Your task:
For the listing below, return the line containing "Where can you find the blue machine", the line containing "Where can you find the hillside", and all lines in between, exactly as written and nothing else.

Available data:
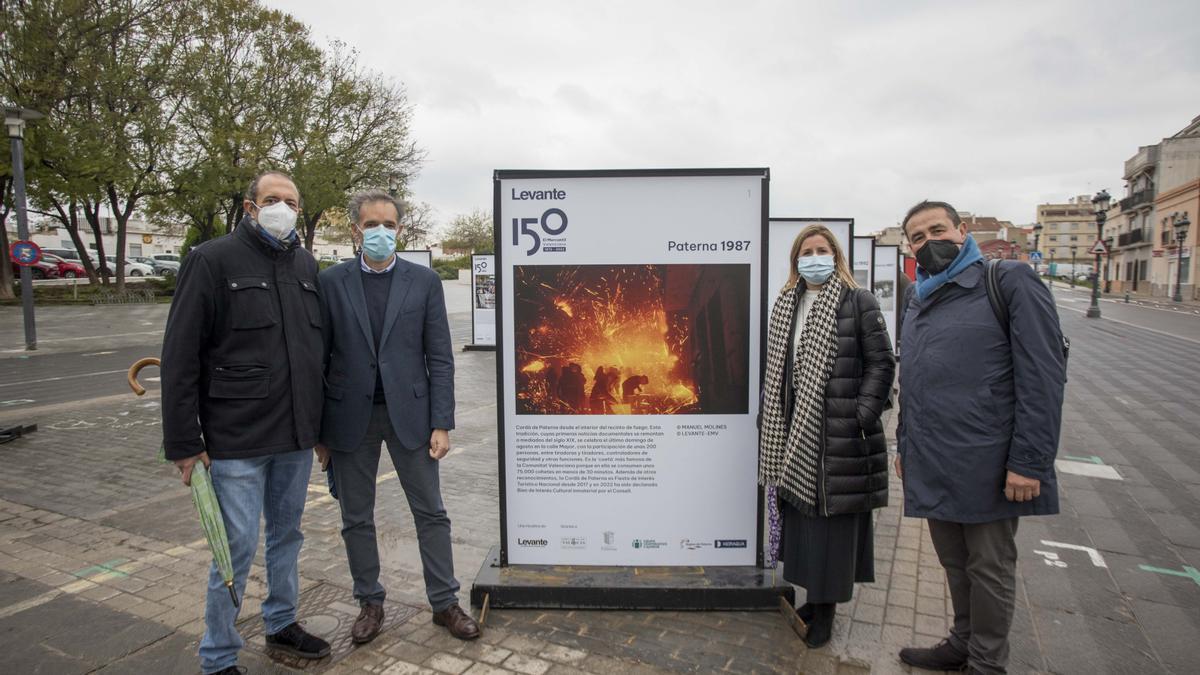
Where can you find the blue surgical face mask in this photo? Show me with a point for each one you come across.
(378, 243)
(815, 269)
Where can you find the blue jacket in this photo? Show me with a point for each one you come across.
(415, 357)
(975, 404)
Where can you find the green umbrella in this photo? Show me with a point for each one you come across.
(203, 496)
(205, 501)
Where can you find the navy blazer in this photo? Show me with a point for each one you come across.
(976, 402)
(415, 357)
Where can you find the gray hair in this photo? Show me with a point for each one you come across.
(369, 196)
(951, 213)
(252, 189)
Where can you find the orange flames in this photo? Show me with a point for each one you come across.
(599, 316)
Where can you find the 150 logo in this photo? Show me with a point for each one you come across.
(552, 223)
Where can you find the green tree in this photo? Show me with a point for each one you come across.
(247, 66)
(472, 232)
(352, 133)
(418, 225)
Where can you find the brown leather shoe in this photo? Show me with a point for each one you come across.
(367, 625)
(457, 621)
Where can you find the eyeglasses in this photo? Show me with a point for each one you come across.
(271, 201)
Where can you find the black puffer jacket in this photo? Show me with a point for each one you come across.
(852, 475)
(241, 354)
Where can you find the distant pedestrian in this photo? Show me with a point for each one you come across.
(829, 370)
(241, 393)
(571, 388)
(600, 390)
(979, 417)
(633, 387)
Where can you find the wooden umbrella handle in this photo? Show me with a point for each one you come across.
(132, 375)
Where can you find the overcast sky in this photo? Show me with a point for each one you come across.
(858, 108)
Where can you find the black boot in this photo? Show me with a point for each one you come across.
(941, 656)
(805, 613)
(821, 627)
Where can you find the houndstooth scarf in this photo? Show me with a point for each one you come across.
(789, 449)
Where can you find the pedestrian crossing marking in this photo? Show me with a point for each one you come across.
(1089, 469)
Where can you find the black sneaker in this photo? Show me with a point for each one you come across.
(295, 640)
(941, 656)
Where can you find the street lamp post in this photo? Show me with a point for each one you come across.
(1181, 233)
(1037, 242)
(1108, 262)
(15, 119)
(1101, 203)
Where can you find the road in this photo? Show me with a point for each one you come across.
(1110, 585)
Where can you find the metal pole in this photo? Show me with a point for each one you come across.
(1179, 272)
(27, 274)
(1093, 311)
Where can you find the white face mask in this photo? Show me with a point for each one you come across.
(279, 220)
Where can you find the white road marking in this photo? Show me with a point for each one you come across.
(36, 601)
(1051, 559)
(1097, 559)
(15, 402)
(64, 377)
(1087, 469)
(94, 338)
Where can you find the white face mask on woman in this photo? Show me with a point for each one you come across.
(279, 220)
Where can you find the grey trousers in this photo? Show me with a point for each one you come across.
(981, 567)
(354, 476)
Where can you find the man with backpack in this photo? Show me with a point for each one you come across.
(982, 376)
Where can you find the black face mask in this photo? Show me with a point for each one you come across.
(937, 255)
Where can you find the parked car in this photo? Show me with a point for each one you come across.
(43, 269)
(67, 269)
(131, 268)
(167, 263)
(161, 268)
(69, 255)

* * *

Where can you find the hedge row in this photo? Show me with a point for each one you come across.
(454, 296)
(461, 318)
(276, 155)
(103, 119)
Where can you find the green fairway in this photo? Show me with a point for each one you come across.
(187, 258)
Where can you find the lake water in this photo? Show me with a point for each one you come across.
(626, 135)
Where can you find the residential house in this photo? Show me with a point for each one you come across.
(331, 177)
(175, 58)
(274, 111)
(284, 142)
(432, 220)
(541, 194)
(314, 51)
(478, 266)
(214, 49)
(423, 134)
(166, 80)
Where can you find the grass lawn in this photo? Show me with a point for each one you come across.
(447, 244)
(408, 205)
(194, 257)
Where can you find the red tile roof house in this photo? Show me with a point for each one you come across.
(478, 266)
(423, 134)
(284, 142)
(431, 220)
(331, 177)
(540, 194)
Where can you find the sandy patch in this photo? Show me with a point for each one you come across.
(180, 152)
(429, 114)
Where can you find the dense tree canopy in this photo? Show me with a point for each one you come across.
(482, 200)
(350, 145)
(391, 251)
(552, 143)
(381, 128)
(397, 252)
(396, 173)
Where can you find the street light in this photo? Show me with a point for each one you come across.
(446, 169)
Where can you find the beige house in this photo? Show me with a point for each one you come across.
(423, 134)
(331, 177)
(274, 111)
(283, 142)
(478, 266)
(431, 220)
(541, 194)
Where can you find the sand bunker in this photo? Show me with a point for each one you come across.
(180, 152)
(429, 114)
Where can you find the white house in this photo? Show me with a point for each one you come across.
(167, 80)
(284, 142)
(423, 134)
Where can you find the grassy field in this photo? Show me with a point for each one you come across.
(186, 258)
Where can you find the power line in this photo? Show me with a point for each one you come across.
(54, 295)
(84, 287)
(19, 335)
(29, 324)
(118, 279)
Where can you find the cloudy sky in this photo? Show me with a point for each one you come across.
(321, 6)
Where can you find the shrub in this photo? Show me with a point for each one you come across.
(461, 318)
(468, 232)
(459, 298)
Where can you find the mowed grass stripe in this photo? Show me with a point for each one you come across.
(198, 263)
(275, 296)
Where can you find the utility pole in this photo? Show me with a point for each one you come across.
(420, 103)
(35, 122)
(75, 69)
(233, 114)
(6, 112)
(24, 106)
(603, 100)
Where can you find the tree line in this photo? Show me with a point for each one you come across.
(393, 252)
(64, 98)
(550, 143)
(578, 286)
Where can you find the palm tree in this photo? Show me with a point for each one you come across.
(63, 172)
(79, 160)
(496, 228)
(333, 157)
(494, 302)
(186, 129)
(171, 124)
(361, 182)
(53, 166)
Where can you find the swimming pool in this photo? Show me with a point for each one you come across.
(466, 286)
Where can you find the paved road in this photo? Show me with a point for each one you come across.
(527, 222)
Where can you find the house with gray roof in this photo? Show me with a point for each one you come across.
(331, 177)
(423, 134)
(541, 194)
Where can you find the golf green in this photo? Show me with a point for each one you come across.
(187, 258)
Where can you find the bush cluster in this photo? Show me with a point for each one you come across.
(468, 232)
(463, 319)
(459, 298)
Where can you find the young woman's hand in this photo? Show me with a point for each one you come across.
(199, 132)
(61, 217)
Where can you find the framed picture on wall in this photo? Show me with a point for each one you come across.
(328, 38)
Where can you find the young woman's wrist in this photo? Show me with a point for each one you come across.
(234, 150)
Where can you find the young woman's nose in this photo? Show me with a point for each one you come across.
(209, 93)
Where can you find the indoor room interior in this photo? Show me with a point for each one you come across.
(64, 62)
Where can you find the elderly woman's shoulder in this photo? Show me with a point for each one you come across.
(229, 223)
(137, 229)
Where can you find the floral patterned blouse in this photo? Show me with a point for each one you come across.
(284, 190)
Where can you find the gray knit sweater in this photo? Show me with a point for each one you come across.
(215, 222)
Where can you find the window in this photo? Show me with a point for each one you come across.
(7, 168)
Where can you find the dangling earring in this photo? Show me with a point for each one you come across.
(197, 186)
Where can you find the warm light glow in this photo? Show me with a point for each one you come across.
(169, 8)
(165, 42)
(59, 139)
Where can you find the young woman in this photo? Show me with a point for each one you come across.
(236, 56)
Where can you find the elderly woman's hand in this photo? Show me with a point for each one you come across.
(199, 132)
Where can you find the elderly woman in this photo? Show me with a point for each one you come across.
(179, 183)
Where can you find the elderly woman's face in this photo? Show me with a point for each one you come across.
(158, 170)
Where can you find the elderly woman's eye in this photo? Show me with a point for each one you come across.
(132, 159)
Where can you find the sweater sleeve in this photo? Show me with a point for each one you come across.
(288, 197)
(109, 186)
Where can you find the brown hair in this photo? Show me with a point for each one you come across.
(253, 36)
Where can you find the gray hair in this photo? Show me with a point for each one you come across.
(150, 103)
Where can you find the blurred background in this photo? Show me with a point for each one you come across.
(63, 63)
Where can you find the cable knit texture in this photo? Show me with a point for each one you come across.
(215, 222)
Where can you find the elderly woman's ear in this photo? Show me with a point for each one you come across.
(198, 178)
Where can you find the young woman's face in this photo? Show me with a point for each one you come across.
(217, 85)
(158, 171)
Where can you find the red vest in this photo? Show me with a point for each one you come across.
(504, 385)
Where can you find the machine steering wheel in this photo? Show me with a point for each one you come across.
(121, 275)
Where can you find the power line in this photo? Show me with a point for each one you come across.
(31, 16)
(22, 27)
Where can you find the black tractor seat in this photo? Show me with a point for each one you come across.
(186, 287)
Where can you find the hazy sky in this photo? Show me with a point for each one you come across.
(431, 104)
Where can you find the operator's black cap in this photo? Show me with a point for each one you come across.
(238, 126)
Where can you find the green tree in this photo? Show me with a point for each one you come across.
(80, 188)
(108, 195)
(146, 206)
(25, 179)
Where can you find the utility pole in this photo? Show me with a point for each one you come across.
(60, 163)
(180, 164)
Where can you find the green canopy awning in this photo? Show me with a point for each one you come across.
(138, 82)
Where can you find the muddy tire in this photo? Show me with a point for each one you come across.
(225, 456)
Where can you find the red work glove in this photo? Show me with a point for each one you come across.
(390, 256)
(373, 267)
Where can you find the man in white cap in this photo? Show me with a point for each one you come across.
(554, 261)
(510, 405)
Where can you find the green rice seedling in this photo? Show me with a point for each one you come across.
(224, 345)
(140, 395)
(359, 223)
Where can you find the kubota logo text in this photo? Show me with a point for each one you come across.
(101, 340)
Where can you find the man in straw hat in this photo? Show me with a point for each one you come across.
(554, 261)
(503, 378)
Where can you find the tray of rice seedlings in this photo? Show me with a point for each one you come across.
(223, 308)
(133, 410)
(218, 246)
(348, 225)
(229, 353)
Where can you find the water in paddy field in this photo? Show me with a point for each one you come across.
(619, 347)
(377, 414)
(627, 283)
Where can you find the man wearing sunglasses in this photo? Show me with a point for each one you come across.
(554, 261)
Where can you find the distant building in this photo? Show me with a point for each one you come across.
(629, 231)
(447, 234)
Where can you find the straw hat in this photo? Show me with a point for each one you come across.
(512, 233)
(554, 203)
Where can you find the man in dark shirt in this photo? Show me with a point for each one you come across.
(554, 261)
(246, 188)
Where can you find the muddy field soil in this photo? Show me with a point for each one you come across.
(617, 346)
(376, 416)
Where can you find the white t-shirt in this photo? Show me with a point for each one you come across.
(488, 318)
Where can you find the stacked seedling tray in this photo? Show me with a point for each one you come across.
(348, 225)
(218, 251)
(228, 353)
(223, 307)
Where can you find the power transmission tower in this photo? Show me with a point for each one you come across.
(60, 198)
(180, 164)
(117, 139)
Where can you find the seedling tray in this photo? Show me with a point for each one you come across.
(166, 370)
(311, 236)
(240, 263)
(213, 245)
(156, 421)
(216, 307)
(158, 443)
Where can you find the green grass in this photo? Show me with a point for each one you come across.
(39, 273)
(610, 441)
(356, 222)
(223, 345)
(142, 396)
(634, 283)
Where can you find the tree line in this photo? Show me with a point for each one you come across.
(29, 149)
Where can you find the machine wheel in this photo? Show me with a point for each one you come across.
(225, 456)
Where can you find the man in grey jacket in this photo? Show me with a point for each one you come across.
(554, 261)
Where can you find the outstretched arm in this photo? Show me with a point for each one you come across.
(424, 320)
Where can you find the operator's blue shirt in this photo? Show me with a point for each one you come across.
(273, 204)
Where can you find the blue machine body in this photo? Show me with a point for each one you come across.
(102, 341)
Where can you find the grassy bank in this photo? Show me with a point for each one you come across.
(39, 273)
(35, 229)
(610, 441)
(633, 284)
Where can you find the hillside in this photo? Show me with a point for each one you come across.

---

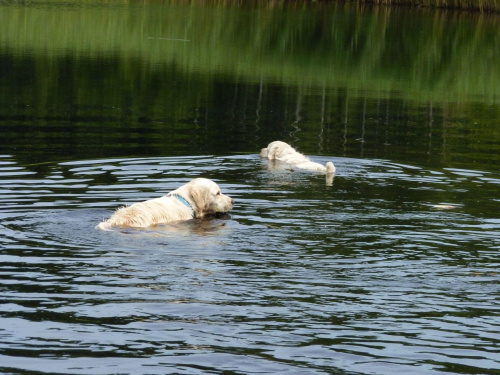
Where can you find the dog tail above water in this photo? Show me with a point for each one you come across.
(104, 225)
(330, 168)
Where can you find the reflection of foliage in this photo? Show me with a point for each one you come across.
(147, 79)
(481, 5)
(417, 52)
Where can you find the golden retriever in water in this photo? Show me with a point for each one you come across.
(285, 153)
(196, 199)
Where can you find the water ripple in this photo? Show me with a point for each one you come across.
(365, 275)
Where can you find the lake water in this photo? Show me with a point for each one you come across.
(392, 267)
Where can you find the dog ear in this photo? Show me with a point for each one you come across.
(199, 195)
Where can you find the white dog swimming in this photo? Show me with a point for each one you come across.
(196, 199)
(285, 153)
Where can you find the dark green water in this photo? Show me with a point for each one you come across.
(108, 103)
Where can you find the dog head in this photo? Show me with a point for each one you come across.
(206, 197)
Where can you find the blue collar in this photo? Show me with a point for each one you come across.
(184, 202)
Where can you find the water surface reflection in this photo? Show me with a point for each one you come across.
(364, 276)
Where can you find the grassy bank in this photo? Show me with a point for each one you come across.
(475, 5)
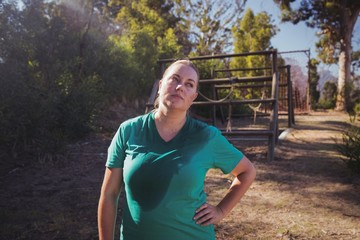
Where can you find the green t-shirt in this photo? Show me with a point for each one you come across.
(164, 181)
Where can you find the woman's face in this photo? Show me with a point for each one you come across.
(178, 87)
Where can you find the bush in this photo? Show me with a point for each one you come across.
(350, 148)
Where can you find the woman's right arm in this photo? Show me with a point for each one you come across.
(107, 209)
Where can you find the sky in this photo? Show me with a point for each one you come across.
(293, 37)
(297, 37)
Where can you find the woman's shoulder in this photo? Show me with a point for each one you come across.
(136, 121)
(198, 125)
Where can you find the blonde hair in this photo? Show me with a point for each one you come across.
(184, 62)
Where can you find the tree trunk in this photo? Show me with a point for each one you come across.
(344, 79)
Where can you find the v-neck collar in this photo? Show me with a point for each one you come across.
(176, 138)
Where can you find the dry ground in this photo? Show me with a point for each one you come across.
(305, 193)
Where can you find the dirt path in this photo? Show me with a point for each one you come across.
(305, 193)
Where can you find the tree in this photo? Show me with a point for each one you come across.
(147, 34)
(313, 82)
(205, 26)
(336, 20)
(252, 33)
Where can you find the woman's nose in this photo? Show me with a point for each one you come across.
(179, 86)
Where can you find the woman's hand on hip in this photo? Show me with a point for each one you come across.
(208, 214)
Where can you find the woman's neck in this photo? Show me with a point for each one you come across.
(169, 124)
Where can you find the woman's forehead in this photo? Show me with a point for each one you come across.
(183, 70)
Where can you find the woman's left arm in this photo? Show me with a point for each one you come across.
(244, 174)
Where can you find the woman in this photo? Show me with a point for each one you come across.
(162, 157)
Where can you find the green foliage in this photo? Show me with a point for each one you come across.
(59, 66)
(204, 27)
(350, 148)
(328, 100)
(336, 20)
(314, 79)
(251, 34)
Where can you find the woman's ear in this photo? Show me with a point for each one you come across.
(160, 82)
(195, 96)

Written reply:
Where can you find the blue machine body in this photo? Show me with a point for each one you come across.
(102, 341)
Where can you find the grassy bank in this photo? Show me with a point for each one you come across.
(39, 273)
(35, 229)
(610, 441)
(633, 284)
Where can you find the hillside in this photo? Show me with a point for each one you come across.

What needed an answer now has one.